- [Given information]:
-=-=-=-=-

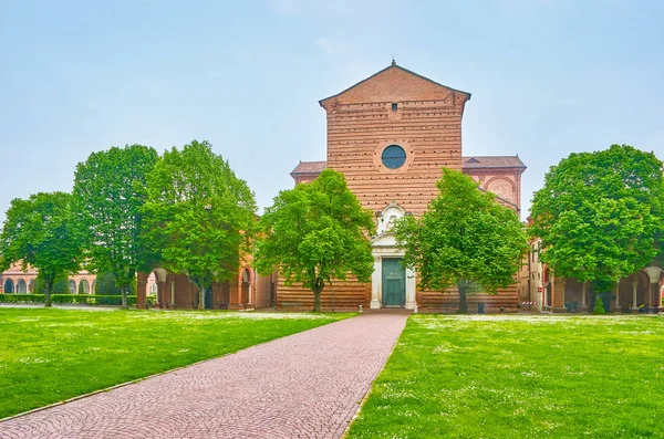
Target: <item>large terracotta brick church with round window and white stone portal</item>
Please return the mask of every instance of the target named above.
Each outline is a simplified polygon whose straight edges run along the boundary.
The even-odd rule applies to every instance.
[[[498,202],[521,205],[521,174],[517,156],[464,156],[461,123],[470,93],[452,88],[397,65],[321,100],[326,113],[325,161],[301,161],[291,173],[295,185],[313,180],[323,169],[343,173],[362,206],[375,215],[372,238],[374,272],[370,283],[332,282],[321,296],[322,309],[404,307],[452,312],[458,307],[454,290],[417,291],[417,273],[404,269],[404,255],[391,232],[402,216],[422,215],[437,196],[442,167],[463,170]],[[468,297],[468,309],[516,311],[518,285],[498,294]],[[276,282],[276,304],[310,309],[311,291]]]

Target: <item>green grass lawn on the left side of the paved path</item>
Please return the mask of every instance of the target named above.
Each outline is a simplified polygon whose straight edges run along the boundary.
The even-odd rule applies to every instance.
[[[351,315],[0,309],[0,419]]]

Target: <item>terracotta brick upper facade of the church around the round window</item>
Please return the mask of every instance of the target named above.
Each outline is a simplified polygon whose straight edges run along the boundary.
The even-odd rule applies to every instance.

-=-=-=-=-

- [Work request]: In the material above, each line with the word "item" should be copied.

- [Answer for the task]:
Target: <item>large terracotta brick church with round window and white stone portal</item>
Target: <item>green grass lawn on the left side of the paved path</item>
Target: <item>terracotta brick upper facade of the church around the round window</item>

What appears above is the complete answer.